[EXERCICE]: Présente toutes les lignes qui suivent sous forme de liste numérotée, sans les lignes vides.

[ENTRÉES]:
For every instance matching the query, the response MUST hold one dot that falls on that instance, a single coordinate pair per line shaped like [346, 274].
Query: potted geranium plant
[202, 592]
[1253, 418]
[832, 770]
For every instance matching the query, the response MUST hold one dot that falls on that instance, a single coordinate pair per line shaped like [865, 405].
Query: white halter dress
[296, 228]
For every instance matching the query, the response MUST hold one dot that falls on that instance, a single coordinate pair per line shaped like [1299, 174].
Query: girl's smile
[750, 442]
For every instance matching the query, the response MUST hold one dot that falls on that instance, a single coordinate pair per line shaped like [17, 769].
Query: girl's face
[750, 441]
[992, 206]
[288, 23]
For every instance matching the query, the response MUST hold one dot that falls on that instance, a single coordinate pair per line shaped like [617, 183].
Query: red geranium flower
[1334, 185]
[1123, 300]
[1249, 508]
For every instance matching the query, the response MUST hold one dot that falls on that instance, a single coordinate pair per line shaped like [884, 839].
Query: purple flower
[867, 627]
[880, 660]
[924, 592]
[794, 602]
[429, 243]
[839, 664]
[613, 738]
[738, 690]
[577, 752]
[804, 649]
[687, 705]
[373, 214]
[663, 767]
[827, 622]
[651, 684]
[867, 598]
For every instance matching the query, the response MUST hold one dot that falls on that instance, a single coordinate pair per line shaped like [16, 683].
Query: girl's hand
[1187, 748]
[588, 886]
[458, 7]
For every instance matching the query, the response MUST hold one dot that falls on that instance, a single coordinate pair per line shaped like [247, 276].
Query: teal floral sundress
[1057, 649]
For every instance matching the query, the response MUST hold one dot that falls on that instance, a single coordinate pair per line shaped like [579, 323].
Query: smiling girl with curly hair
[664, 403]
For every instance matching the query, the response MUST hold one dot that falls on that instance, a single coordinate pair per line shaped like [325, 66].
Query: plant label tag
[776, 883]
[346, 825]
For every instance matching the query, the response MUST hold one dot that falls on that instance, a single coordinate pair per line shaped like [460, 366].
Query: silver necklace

[RÉPONSE]:
1. For every instance matching the query, the response MUST hold one dot that falls on that instance, a single coordinate pair per line shaped like [346, 274].
2. Query: potted geranium plant
3. [202, 592]
4. [1253, 418]
5. [832, 770]
6. For every instance matching the query, the response MUST hold one dot that falls on that instance, a single coordinate pair per line shaped like [865, 405].
7. Query: white halter dress
8. [296, 228]
9. For every instance matching the query, the response MUST hold one dot that falls on that instance, a single coordinate pair per line shaped like [1299, 174].
10. Query: girl's smile
11. [750, 442]
12. For every instance matching the query, the response MUST hold one dot that falls on that instance, a single coordinate pair per line shaped like [17, 769].
13. Query: girl's face
14. [750, 441]
15. [992, 206]
16. [288, 23]
17. For every instance matching the query, the response MUST hold one dot that falls on that instance, a single coordinate pair per line shaped like [617, 183].
18. Query: red geranium flower
19. [1334, 185]
20. [1123, 300]
21. [1249, 508]
22. For every instance matching the query, the response MUST hold one dot that falls on that instance, a single coordinate pair per line shaped like [884, 839].
23. Query: purple flower
24. [867, 627]
25. [880, 660]
26. [924, 592]
27. [794, 602]
28. [429, 243]
29. [839, 664]
30. [613, 738]
31. [738, 690]
32. [577, 752]
33. [804, 649]
34. [687, 705]
35. [373, 214]
36. [663, 767]
37. [827, 622]
38. [651, 684]
39. [867, 598]
40. For every instance matching the query, the response MUST hold one dot that falls on that instance, a single coordinate pair per line shaped like [16, 683].
41. Query: girl's hand
42. [1187, 748]
43. [588, 886]
44. [458, 7]
45. For every instance matching the query, the response MUST hold one dot that falls on that instance, a single coordinate pair per line shaped like [247, 276].
46. Query: teal floral sundress
47. [1057, 649]
48. For every instance matching the query, the response MUST hold one dot that falls on that instance, a single coordinate pair per line shaped like [579, 323].
49. Query: smiling girl with curly hair
50. [664, 403]
51. For every instance matching the query, the response MUST hold one dot that falls on that instance, a single coordinate pair per line shaped like [325, 66].
52. Query: plant label tag
53. [776, 883]
54. [346, 825]
55. For every instance matching the query, the response MUST hold one dot that falls on that instance, a single coordinate pair per line shaped like [460, 366].
56. Query: silver necklace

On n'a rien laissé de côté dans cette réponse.